Referring expression pointing data:

::::::::

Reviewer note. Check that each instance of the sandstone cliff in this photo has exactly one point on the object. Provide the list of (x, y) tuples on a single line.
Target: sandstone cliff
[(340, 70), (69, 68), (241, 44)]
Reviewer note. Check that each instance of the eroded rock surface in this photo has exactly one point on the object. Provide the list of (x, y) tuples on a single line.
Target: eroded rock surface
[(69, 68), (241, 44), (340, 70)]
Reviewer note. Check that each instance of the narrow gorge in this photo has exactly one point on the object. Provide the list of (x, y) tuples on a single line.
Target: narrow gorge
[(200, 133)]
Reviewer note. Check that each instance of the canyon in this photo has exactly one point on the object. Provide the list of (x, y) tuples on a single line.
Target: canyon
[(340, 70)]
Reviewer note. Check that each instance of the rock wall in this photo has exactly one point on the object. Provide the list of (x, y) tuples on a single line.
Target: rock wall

::::::::

* [Work to be completed]
Give back the entries above precisely as they appear.

* [Written solution]
Reviewer note. Check that each instance of the sandstone cliff in this photo has exactly one point on the object. Provide the list of (x, y) tuples on a single line.
Target: sandstone cliff
[(340, 70), (69, 68), (241, 44)]
Reviewer note. Check that each instance of the eroded rock surface in this photo has exactly one point on the object. Provide the list of (x, y) tuples on a single line.
Target: eroded rock surface
[(69, 68), (241, 44), (340, 70)]
Reviewer note. Check that each instance of the narrow gorge in this photo has exactly one point on the object. Provide the list of (x, y) tuples on a single line.
Target: narrow gorge
[(200, 133)]
Reviewer note. Check that each instance of the canyon in this photo has exactly one point on the object. Provide the list of (x, y) tuples on a single line.
Target: canyon
[(340, 70)]
Reviewer note. Check that each instance of the rock wall in this photo has exactly one point on the object. Provide the list of (x, y) tuples on a single line.
Target: rock wall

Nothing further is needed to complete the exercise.